### [EXERCISE]
Reproduce the lines that follow word for word, omitting the pictures from your copy.

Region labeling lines
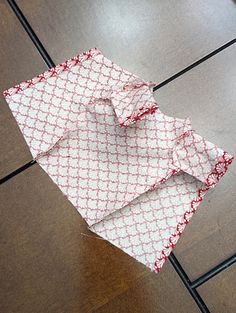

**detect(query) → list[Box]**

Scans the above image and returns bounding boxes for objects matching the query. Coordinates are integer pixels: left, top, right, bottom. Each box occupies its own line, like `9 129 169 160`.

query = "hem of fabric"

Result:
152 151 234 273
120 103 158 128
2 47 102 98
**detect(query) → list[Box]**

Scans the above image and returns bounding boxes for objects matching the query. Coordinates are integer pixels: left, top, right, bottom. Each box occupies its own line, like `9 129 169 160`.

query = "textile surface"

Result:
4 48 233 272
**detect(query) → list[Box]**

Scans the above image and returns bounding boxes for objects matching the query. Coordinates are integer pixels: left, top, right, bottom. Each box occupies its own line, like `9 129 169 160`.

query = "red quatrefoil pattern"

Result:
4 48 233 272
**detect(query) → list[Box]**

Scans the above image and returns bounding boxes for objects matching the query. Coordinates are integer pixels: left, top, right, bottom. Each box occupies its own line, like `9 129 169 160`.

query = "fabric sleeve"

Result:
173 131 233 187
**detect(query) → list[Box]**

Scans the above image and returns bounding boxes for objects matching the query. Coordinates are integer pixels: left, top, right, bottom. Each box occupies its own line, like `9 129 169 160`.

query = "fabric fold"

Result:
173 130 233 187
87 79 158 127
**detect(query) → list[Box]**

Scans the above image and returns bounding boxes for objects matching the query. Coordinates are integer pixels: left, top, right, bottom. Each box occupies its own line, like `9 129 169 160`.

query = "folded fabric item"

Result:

### [TASK RESULT]
**detect(query) → list[Box]**

Scans the above image and returns bounding boxes for objects matching the query. Coordinates are integer pixels: left, top, right, bottom. Each box occupies its own line, like `9 129 169 160`.

query = "hem of fabric"

Result:
152 151 234 273
120 103 158 128
2 47 102 98
**detect(query) → list[Box]**

Scans the above image and returns bounding boxes for objects matching the query. Coordinates are integer pixels: left, top, right, bottom. Each box occupies its own line, like `9 129 169 160`.

query = "textile surface"

Result:
4 48 233 272
**detect(query) → list[Box]**

Scans the above image and returns bounding boxes for objects matching the query. Coordinates are integer pixels: left, top, right, bottom. Each box occupies its own line, like `9 129 169 160`.

query = "red quatrefoil pattern"

Result:
4 48 233 272
**detect(query) → list[Box]**

Scans the above image and returns bounding boxes for objects matching the query. Coordinates are integer pixels: left, top, right, bottom. Each box occupies its own line, like `9 129 169 160`.

query = "fabric sleeve"

Result:
173 131 233 187
**detect(query) → list[Box]**

Scans the above image and returns bounding boxes for objects matching the query. Coordinates are integer pixels: left, top, right, bottom. Each box occupies its own line, like `9 129 169 160`.

query = "fabric fold"

Result:
173 130 233 187
87 79 158 127
**detect(query) → list[Box]**

Scans the above image and returns bounding boxes for objects matching the query. Coordinates are integer pixels: left, top, right, bottom. Each box occupies its own line, like `9 129 169 160`.

query = "folded fabric item"

Result:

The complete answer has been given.